┌────────
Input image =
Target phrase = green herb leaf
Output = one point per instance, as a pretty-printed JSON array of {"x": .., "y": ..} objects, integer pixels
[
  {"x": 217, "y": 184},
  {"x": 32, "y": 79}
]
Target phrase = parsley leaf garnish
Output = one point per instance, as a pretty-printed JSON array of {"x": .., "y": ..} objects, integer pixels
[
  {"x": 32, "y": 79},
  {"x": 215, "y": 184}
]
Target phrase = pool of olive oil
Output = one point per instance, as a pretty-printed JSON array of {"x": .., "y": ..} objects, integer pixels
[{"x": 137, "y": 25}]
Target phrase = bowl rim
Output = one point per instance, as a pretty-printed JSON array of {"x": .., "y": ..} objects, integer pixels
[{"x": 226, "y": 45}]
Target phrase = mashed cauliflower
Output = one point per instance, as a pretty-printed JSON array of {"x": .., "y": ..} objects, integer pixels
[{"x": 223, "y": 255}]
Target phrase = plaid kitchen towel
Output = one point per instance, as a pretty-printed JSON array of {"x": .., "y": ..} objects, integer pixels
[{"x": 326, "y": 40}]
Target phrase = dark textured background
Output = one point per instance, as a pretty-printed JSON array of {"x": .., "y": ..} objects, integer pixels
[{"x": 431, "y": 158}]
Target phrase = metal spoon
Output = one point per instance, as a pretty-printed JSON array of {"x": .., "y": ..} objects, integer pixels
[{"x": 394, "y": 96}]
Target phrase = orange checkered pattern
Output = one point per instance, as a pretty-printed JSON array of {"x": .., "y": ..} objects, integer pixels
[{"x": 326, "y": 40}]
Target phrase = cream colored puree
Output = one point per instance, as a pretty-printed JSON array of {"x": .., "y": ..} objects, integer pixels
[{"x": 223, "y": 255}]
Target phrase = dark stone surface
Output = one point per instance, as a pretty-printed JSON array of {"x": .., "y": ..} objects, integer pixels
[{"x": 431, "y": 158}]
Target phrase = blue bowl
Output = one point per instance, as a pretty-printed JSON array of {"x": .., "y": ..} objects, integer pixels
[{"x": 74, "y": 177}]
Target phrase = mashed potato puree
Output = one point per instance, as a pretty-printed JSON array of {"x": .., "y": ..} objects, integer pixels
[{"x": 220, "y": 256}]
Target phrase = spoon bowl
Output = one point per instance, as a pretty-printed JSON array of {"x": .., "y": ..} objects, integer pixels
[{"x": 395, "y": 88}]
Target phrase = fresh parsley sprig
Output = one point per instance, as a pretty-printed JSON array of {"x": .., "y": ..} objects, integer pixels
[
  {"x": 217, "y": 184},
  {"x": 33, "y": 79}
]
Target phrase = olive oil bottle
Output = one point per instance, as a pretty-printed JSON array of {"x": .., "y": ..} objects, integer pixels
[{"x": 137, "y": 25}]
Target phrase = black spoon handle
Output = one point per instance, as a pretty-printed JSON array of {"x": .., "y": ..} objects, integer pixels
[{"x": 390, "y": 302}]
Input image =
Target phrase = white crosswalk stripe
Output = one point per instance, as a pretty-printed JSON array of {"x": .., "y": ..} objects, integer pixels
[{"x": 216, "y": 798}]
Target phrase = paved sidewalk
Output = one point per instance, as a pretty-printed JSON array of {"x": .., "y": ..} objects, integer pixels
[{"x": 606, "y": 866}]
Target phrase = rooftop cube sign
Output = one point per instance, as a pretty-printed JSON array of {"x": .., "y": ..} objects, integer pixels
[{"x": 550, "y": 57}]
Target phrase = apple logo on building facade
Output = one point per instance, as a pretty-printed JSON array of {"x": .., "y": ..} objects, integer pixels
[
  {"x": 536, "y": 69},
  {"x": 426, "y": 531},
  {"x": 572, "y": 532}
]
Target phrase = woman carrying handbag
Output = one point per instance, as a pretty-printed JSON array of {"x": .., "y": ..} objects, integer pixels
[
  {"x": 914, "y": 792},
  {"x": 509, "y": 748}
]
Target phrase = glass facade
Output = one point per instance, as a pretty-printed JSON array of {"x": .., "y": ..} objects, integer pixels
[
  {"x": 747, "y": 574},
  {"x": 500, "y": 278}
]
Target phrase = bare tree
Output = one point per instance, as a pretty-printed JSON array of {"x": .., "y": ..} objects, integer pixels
└────────
▸ **Goal of the exercise**:
Every entry above needs to be duplicated exactly.

▸ **Answer space**:
Input image =
Target phrase = green herb leaf
Output = one point per instance, as a pretty-printed JSON array of {"x": .., "y": ..} objects, integer pixels
[
  {"x": 217, "y": 184},
  {"x": 32, "y": 79}
]
Target phrase = parsley leaf garnish
Output = one point per instance, as a pretty-printed JSON array of {"x": .., "y": ..} objects, integer pixels
[
  {"x": 32, "y": 79},
  {"x": 215, "y": 184}
]
Target phrase = pool of olive oil
Output = one point per instance, as a pretty-printed JSON array of {"x": .., "y": ..} objects, integer pixels
[{"x": 137, "y": 25}]
Target phrase = bowl rim
Output = one point per instance, as a pretty-printed JSON array of {"x": .., "y": ..} objects, integer pixels
[{"x": 226, "y": 45}]
Target phrase = mashed cauliflower
Output = one point per instance, as a pretty-printed JSON array of {"x": .., "y": ..} objects, integer pixels
[{"x": 223, "y": 255}]
Target phrase = plaid kitchen towel
Output = one point per instance, as a pretty-printed JSON array of {"x": .., "y": ..} objects, integer pixels
[{"x": 326, "y": 40}]
Target phrase = dark textured background
Output = one point per instance, as a pretty-printed JSON array of {"x": .., "y": ..} objects, integer pixels
[{"x": 431, "y": 158}]
Target phrase = metal spoon
Output = one point per instance, as a pretty-printed JSON array of {"x": .., "y": ..} objects, integer pixels
[{"x": 394, "y": 96}]
Target phrase = orange checkered pattern
Output = one point per instance, as a pretty-printed JSON array of {"x": .., "y": ..} objects, integer pixels
[{"x": 326, "y": 40}]
Target phrase = cream colored puree
Output = one point per instance, as a pretty-printed JSON array of {"x": .., "y": ..} objects, integer pixels
[{"x": 223, "y": 255}]
Target phrase = dark stone surface
Output = one point per instance, as a pretty-printed JSON array of {"x": .., "y": ..} objects, integer pixels
[{"x": 431, "y": 158}]
Target phrase = blue bowl
Output = one point per instance, as a pretty-printed JSON array of {"x": .., "y": ..} objects, integer pixels
[{"x": 74, "y": 177}]
Target phrase = mashed potato puree
Output = one point per instance, as a pretty-printed JSON array of {"x": .., "y": ..} objects, integer pixels
[{"x": 220, "y": 256}]
Target phrase = spoon bowl
Output = one point per instance, as a pretty-printed JSON array of {"x": .., "y": ..} objects, integer pixels
[{"x": 395, "y": 88}]
Target phrase = fresh parsley sprig
Output = one point per instance, as a pretty-printed JSON array of {"x": .., "y": ..} objects, integer pixels
[
  {"x": 217, "y": 184},
  {"x": 33, "y": 79}
]
Target phrase = olive oil bottle
Output = one point per instance, as a pretty-printed JSON array of {"x": .., "y": ..} objects, integer pixels
[{"x": 137, "y": 25}]
Target phrase = black spoon handle
Output = one point per instance, as a pretty-printed JSON array of {"x": .., "y": ..} objects, integer pixels
[{"x": 390, "y": 302}]
Input image =
Target phrase = white crosswalk stripe
Output = one point per instance, as a pretty-printed JSON array of {"x": .., "y": ..} objects, integer pixels
[{"x": 216, "y": 798}]
Target phrase = paved sidewalk
Output = one point per instance, as a pretty-printed JSON array of {"x": .., "y": ..} objects, integer pixels
[{"x": 606, "y": 866}]
Target phrase = rooftop cube sign
Output = one point per instance, as a pretty-printed JSON array of {"x": .., "y": ..} objects, integer pixels
[{"x": 550, "y": 57}]
Target phrase = apple logo on building facade
Output = one point per instance, as a pretty-printed JSON array of {"x": .., "y": ..} objects, integer pixels
[
  {"x": 536, "y": 69},
  {"x": 426, "y": 531},
  {"x": 572, "y": 532}
]
Target phrase = woman carrying handbag
Output = one point per instance, as a pretty-printed JSON array of {"x": .., "y": ..} objects, integer pixels
[
  {"x": 914, "y": 792},
  {"x": 509, "y": 748}
]
Target phrase = glass facade
Output = one point per instance, as a pretty-printed JSON array of {"x": .., "y": ..} objects, integer pixels
[
  {"x": 747, "y": 574},
  {"x": 500, "y": 278}
]
Target phrase = bare tree
Output = one point per instance, as a pretty-printed JSON array of {"x": .., "y": ..} objects, integer pixels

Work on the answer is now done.